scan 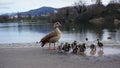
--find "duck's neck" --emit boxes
[54,27,61,34]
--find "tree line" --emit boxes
[0,12,48,23]
[49,0,120,28]
[0,0,120,26]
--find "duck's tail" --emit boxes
[39,41,45,47]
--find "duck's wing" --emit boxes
[40,31,57,47]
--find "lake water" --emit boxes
[0,23,120,43]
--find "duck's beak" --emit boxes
[58,23,62,27]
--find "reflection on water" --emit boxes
[0,23,120,43]
[89,48,104,56]
[98,49,104,56]
[76,47,120,56]
[87,47,120,56]
[90,49,96,56]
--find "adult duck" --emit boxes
[39,22,62,49]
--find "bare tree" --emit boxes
[75,0,86,6]
[74,0,87,13]
[91,0,102,5]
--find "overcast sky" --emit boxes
[0,0,110,14]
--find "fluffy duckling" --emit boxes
[90,44,96,50]
[77,44,86,52]
[85,38,89,46]
[82,43,86,50]
[71,40,77,49]
[77,44,86,55]
[71,44,74,49]
[90,44,96,55]
[62,42,71,52]
[72,45,78,54]
[97,39,103,49]
[73,40,77,45]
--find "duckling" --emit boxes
[72,45,78,54]
[82,43,86,50]
[62,42,68,51]
[77,44,86,52]
[97,39,103,49]
[85,38,89,46]
[71,44,74,49]
[89,44,96,55]
[73,40,77,46]
[71,40,77,49]
[90,44,96,50]
[62,42,71,52]
[77,44,86,55]
[67,44,71,49]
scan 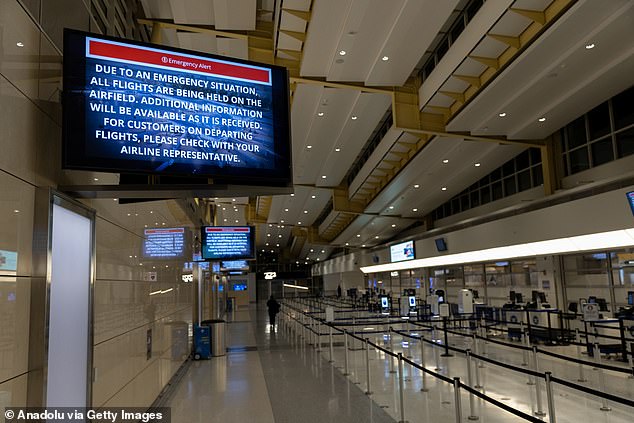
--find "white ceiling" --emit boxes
[136,0,634,263]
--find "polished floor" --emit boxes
[166,302,634,422]
[167,306,395,422]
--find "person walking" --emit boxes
[337,285,342,298]
[266,295,281,328]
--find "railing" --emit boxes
[280,297,634,423]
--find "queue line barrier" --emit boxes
[281,299,634,422]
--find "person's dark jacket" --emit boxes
[267,298,280,316]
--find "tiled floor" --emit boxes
[167,306,395,422]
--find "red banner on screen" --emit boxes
[88,39,271,84]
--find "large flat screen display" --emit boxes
[143,227,185,258]
[0,250,18,273]
[63,29,292,186]
[221,260,250,271]
[201,226,255,260]
[390,240,415,262]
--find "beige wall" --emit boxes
[0,0,194,409]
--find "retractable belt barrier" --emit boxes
[282,299,634,414]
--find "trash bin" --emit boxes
[202,319,226,357]
[193,324,211,360]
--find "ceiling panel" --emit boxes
[301,0,352,77]
[365,0,459,86]
[213,0,256,30]
[447,0,634,140]
[170,0,214,25]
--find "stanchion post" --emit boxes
[329,325,334,363]
[389,328,396,374]
[316,322,322,352]
[465,350,479,420]
[441,317,453,357]
[365,338,373,395]
[343,329,350,376]
[434,335,441,371]
[527,346,537,386]
[575,329,587,382]
[352,316,357,350]
[453,377,463,423]
[545,372,556,423]
[398,353,406,423]
[534,347,546,417]
[628,342,634,379]
[593,343,611,411]
[420,335,428,392]
[521,322,528,365]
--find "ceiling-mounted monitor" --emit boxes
[627,191,634,215]
[390,240,415,262]
[201,226,255,260]
[143,227,186,258]
[63,29,292,186]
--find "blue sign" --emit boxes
[63,30,291,186]
[221,260,249,270]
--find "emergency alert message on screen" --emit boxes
[84,38,275,170]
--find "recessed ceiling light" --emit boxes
[13,209,19,213]
[311,195,316,199]
[306,145,312,149]
[127,213,131,216]
[345,242,349,246]
[321,175,327,179]
[281,225,285,228]
[281,220,285,223]
[441,187,447,191]
[335,148,341,152]
[414,184,420,188]
[585,43,595,49]
[278,234,282,238]
[290,193,295,197]
[316,258,320,261]
[162,222,165,225]
[298,221,302,225]
[93,178,99,181]
[266,243,269,246]
[317,112,324,117]
[271,250,274,253]
[389,205,394,210]
[267,233,271,237]
[113,199,118,201]
[269,224,272,227]
[381,56,389,61]
[375,236,379,239]
[276,244,280,247]
[16,42,24,47]
[361,244,366,247]
[412,208,418,212]
[339,50,346,56]
[351,116,357,120]
[442,159,449,164]
[475,163,481,167]
[321,250,325,253]
[223,218,227,222]
[303,210,308,214]
[222,207,226,211]
[356,234,361,237]
[235,220,239,223]
[538,117,546,122]
[498,112,507,117]
[284,208,289,212]
[310,249,314,252]
[391,224,396,228]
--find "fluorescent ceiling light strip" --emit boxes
[149,290,162,296]
[360,228,634,273]
[283,283,309,290]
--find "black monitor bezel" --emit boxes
[62,29,292,187]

***

* [The problem]:
Leave out the pictures and return every record word for word.

* [Your solution]:
scan 
--find "duck's neck" --emit boxes
[54,27,61,34]
--find "tree line" --emit boxes
[0,12,48,23]
[49,0,120,28]
[0,0,120,26]
--find "duck's tail" --emit boxes
[39,41,45,47]
--find "duck's wing" --emit boxes
[40,31,57,47]
--find "lake water" --emit boxes
[0,23,120,43]
--find "duck's beak" --emit boxes
[58,23,62,27]
--find "reflection on water" --emit boxes
[0,23,120,43]
[89,48,104,56]
[98,49,104,56]
[76,47,120,56]
[87,47,120,56]
[90,49,96,56]
--find "adult duck" --emit boxes
[39,22,62,49]
--find "bare tree" --emit boxes
[75,0,86,6]
[74,0,87,13]
[91,0,102,5]
--find "overcast sky" --emit boxes
[0,0,110,14]
--find "fluffy duckling" --emit boxes
[90,44,96,50]
[77,44,86,52]
[85,38,89,46]
[82,43,86,50]
[71,40,77,49]
[77,44,86,55]
[71,44,74,49]
[90,44,96,55]
[62,42,71,52]
[72,45,78,54]
[97,39,103,49]
[73,40,77,45]
--find "duckling" --emit boxes
[72,45,78,54]
[82,43,86,50]
[62,42,68,51]
[77,44,86,52]
[97,39,103,49]
[85,38,89,46]
[71,44,74,49]
[89,44,96,55]
[73,40,77,46]
[71,40,77,49]
[90,44,96,50]
[62,42,71,52]
[77,44,86,55]
[67,44,71,49]
scan 
--find "white ceiling" --emit boxes
[136,0,634,263]
--find "polished floor" --emit boxes
[166,302,634,422]
[167,306,395,422]
--find "person walking" --emit boxes
[337,285,342,298]
[266,295,281,328]
--find "railing" --emit boxes
[280,297,634,423]
--find "queue line barrier" --emit boxes
[281,299,634,422]
--find "person's dark jacket" --emit boxes
[267,298,280,316]
--find "tiled floor" --emit boxes
[167,306,395,422]
--find "red banner on screen" --emit boxes
[88,39,271,84]
--find "large flat screen display" --emit boxes
[143,227,185,258]
[0,250,18,273]
[63,29,292,186]
[221,260,250,271]
[201,226,255,260]
[390,240,415,262]
--find "beige wall" --emit boxes
[0,0,194,409]
--find "retractable belt barrier" --emit boxes
[282,299,634,414]
--find "trash bin" --emit boxes
[202,319,226,357]
[193,324,211,360]
--find "ceiling panel" --emit boxes
[301,0,352,77]
[365,0,459,86]
[213,0,256,30]
[447,0,634,140]
[170,0,214,25]
--find "stanchion post" --emit boxes
[329,325,334,363]
[389,328,396,374]
[316,322,322,352]
[465,350,479,420]
[441,317,453,357]
[365,338,373,395]
[343,329,350,376]
[434,335,441,371]
[527,346,537,386]
[575,329,587,382]
[352,316,357,350]
[453,377,463,423]
[545,372,556,423]
[398,353,406,423]
[534,347,546,417]
[628,342,634,379]
[593,343,611,411]
[420,335,428,392]
[521,322,528,365]
--find "ceiling-mounted monitor" --emit boxes
[627,191,634,215]
[390,240,415,262]
[201,226,255,260]
[143,227,186,258]
[63,29,292,186]
--find "blue sign" --emit boxes
[63,30,291,186]
[221,260,249,270]
--find "emergency alert message on screen" --emit boxes
[84,38,275,170]
--find "recessed ceiling light" --emit boxes
[13,209,19,213]
[311,195,316,199]
[306,145,312,149]
[127,213,131,216]
[345,242,349,246]
[321,175,327,179]
[281,225,285,228]
[281,220,285,223]
[441,187,447,191]
[335,148,341,152]
[414,184,420,188]
[585,43,595,49]
[278,234,282,238]
[290,193,295,197]
[316,258,320,261]
[162,222,165,225]
[298,221,302,225]
[93,178,99,181]
[266,243,269,246]
[317,112,324,117]
[271,250,274,253]
[389,205,394,210]
[267,233,271,237]
[113,199,118,201]
[269,224,272,227]
[381,56,389,61]
[375,236,379,239]
[276,244,280,247]
[16,42,24,47]
[361,244,366,247]
[412,208,418,212]
[339,50,346,56]
[351,116,357,120]
[442,159,449,164]
[475,163,481,167]
[321,250,325,253]
[223,218,227,222]
[303,210,308,214]
[222,207,226,211]
[356,234,361,237]
[235,220,239,223]
[538,117,546,122]
[498,112,507,117]
[284,208,289,212]
[310,249,314,252]
[391,224,396,228]
--find "fluorescent ceiling light strip" --emit boxes
[149,290,162,296]
[360,228,634,273]
[283,283,309,290]
--find "black monitor bezel" --emit boxes
[62,29,292,187]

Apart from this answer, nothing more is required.